→ Exercise instructions: Rewrite every entry below, putting "Mark" wherever "Indicate" occurs and leaving all other text unchanged.

→ Dataset rows:
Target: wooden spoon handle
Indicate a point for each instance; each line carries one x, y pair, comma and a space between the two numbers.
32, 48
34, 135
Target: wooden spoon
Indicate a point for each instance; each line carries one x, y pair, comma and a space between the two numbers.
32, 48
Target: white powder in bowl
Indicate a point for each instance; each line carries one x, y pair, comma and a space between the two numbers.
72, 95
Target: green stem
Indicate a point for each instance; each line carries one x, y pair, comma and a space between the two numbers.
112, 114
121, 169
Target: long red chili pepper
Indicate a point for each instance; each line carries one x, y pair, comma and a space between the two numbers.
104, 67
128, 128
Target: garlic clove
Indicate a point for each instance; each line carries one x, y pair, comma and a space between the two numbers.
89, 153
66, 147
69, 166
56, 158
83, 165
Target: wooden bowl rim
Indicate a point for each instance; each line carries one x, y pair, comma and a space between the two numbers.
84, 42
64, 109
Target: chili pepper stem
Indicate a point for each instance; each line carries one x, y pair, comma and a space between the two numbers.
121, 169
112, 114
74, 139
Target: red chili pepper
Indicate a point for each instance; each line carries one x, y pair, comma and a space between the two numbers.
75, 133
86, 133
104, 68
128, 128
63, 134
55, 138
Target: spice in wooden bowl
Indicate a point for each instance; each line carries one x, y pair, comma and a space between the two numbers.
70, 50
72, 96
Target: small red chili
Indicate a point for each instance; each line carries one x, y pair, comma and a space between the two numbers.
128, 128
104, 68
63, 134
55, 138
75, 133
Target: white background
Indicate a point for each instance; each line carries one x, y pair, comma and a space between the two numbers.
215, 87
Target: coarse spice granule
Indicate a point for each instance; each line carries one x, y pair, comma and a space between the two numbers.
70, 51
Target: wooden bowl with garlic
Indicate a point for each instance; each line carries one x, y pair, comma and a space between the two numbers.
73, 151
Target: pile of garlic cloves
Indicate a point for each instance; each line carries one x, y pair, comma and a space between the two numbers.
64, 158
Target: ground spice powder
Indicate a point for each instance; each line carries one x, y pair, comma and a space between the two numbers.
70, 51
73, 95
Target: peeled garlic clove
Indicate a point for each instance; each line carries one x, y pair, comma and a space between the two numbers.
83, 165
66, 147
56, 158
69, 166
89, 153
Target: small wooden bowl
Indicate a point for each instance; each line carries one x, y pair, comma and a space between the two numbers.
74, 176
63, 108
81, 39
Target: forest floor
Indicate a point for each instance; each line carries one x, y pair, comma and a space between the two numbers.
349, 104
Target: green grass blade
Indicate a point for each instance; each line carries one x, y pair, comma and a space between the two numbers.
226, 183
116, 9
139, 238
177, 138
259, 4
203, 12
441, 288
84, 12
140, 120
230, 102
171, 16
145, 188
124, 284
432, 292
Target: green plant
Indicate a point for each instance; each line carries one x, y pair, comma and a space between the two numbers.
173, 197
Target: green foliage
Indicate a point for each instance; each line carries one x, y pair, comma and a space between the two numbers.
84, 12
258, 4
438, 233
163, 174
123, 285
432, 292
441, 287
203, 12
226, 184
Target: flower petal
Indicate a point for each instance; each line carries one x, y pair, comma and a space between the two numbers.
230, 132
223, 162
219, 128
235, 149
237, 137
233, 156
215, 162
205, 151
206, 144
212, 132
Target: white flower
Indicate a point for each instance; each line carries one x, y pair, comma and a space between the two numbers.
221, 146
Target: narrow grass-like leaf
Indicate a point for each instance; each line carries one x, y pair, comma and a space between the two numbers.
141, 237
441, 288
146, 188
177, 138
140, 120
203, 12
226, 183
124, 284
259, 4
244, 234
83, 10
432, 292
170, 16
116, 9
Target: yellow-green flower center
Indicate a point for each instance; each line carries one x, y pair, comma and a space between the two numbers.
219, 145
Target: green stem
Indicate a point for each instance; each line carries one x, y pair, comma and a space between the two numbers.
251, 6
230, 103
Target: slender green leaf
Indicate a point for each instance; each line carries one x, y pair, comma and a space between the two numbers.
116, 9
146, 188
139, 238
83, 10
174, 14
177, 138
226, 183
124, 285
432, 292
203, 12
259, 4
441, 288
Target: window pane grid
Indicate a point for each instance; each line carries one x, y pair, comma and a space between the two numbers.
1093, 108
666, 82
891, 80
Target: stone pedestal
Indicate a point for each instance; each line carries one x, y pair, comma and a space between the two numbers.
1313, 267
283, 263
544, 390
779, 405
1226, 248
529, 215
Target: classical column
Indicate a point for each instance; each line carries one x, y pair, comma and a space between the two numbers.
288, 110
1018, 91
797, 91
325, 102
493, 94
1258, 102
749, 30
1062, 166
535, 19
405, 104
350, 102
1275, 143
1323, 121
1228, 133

→ Reply:
Target: wooden spoon handle
Mark a point for each instance; each line carries one x, y pair, comma and a space between the two numbers.
32, 48
34, 135
Target: wooden spoon
Mark a point for each instance; each line carries one x, y pair, comma and a space between the two numbers.
32, 48
Target: white powder in bowl
Mark a point for each instance; each line carries one x, y pair, comma and a space between the two numbers.
72, 95
Target: green stem
Mark a point for each instance; each line carries one x, y pair, comma and a space between the two numbers.
112, 114
121, 169
Target: long red chili pepper
Mark a point for each instance; each line carries one x, y pair, comma and a space between the two numbers.
104, 67
128, 128
Target: garlic clove
Mark a point for each instance; each line carries one x, y pair, comma and a space between the two numbers.
89, 153
66, 147
69, 166
56, 158
83, 165
Target: wooden bowl rim
Mark a point for each instance; each line carries one x, y pair, comma and a space between the two numbers.
84, 42
64, 109
Target: chili pepper stem
Mark a point for each instance; each line carries one x, y pair, comma and a space between the two numbers.
121, 169
112, 114
74, 139
Target: red chili pepper
Mark a point for each instance; each line carries one x, y pair, comma and a space between the two numbers.
75, 133
86, 133
104, 68
128, 128
63, 134
55, 138
Target: spice in wooden bowl
Mark a point for each instance; each line carries one x, y pair, comma and a space between the two numbers.
70, 50
72, 96
Target: small red chili
Mark a point for each instance; each line carries one x, y pair, comma and a space between the two numbers.
128, 128
104, 68
63, 134
55, 138
75, 133
Target: white background
Mark a point for each instance; each line carries one x, y pair, comma and a space between the two numbers.
215, 87
Target: coarse spice granule
Mark a point for each instance; each line carries one x, y pair, comma and a space between the two numbers.
70, 51
Target: wooden bowl with garlic
Mark a point for each instance; each line carries one x, y pair, comma and a space between the two numbers.
73, 151
Target: pile of garlic cloves
Mark a point for each instance; each line carries one x, y pair, comma and a space between the two numbers.
64, 158
Target: ground spice powder
Mark a point for each instance; each line carries one x, y pair, comma and a space between the two numbers.
70, 51
73, 95
Target: peeled garlic clove
Mark a point for each instance; each line carries one x, y pair, comma and a space between the two numbers.
83, 165
66, 147
56, 158
69, 166
89, 153
Target: small wooden bowl
Mark a point for each instance; each line carries one x, y pair, comma and a space between the two numbers.
74, 176
63, 108
81, 39
Target: forest floor
Mark a point for each instance; each line carries one x, y pair, comma and a space between the two numbers.
349, 104
Target: green grass blade
Mark a point for each instance; each line carries one x, y pair, comma and a space between the two numbers.
226, 183
116, 9
139, 238
177, 138
259, 4
203, 12
441, 288
84, 12
140, 120
230, 102
171, 16
145, 188
124, 284
432, 292
Target: green plant
Mark a point for each instance; each line carries one x, y pair, comma and a space between the two numbers.
173, 197
Target: green foliage
Mark a point for each instance; each line carries one x, y pair, comma and a space between the two numbers.
84, 12
258, 4
438, 233
163, 174
123, 285
432, 292
441, 287
203, 12
226, 184
Target: flower petal
Mark a point for each instance; each line carries one x, y pair, comma and a space between the two numbers.
230, 132
223, 162
219, 128
235, 149
237, 137
233, 156
215, 162
205, 151
206, 144
212, 132
Target: white flower
Mark a point for each instance; each line carries one x, y pair, comma and a space between the two numbers.
221, 146
Target: narrow grass-like leaf
Mark a point for each instance; each line carries one x, y pair, comma and a space between the two numbers.
141, 237
441, 288
146, 188
177, 138
140, 120
203, 12
226, 183
124, 284
259, 4
244, 234
83, 10
432, 292
170, 16
116, 9
Target: yellow-green flower center
Mark a point for each instance; each line carries one x, y pair, comma and a space between the two numbers.
219, 145
Target: green stem
Mark a point for each instance; each line carries one x, y pair, comma and a space between the two numbers.
251, 6
230, 103
Target: slender green leaf
Mark a point for each instance; each line carries one x, y pair, comma and a space between the two numbers.
116, 9
146, 188
139, 238
83, 10
174, 14
177, 138
226, 183
124, 285
432, 292
203, 12
259, 4
441, 288
Target: window pane grid
Mark a point for each instance; each line carries one x, y pair, comma and a space between the two numbers.
1093, 108
666, 82
891, 80
Target: stone pedestal
Mark a point for each instance; each line carries one x, y pair, comma and a space between the two numbers.
1313, 267
283, 263
544, 390
779, 405
1226, 248
529, 215
Target: classical column
Mark a point for each instance; each line carries one x, y pair, comma and a space between the two numbers.
288, 110
1018, 91
797, 91
325, 102
493, 94
1258, 102
749, 30
1062, 166
535, 19
405, 104
350, 102
1275, 143
1323, 121
1228, 133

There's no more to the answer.